(The data begins)

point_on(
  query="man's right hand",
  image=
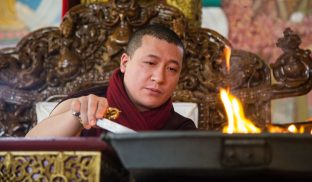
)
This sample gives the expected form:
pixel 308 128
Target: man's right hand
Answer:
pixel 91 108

(The data ends)
(The data begins)

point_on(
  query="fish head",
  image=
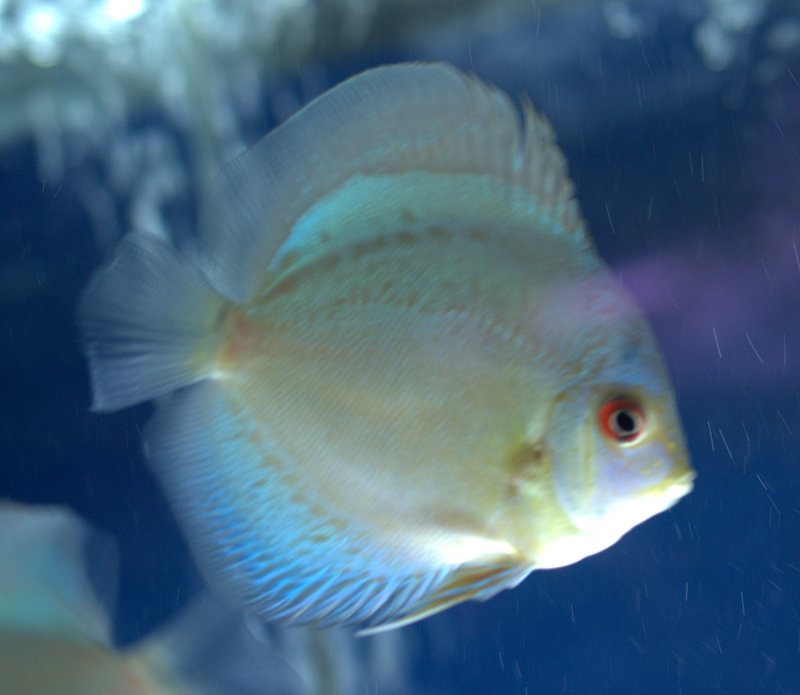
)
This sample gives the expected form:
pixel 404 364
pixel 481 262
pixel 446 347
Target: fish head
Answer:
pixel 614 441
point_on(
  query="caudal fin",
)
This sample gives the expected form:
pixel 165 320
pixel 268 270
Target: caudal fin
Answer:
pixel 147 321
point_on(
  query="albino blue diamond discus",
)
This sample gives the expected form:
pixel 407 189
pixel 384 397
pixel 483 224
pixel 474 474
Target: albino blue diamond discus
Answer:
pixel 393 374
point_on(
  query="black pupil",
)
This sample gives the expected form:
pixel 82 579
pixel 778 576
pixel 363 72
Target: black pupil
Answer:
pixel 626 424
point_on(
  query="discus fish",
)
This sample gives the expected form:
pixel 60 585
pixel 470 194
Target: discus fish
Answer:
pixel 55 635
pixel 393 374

(The data ends)

> [How to complete this task] Show the lines where the word "Target" appears in the entries.

> [Worked solution]
Target: man's right hand
Target: fish head
Target: caudal fin
Target: albino blue diamond discus
Target: black pupil
Target: discus fish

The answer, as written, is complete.